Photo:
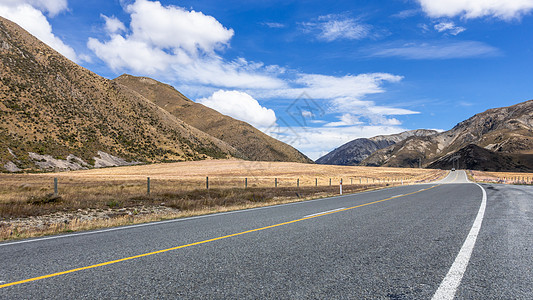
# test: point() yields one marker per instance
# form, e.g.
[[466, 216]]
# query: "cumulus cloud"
[[175, 28], [437, 50], [346, 120], [53, 7], [274, 25], [506, 10], [148, 46], [151, 46], [240, 106], [27, 15], [449, 27], [113, 25], [336, 27]]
--
Please rewrite the listing above in full, requests included, and scale every point coordinate in the answers by 1.9, rounding each to a whole number with halves rounded up. Leave the requests and their format samples unscaled, and omit the pictures.

Photo:
# test: point() yields one marker per instance
# form, e.g.
[[466, 216]]
# query: "cumulus cloud"
[[333, 53], [830, 95], [657, 228], [101, 13], [521, 48], [961, 19], [281, 87], [287, 87], [456, 201], [51, 29], [853, 51], [215, 48], [638, 51]]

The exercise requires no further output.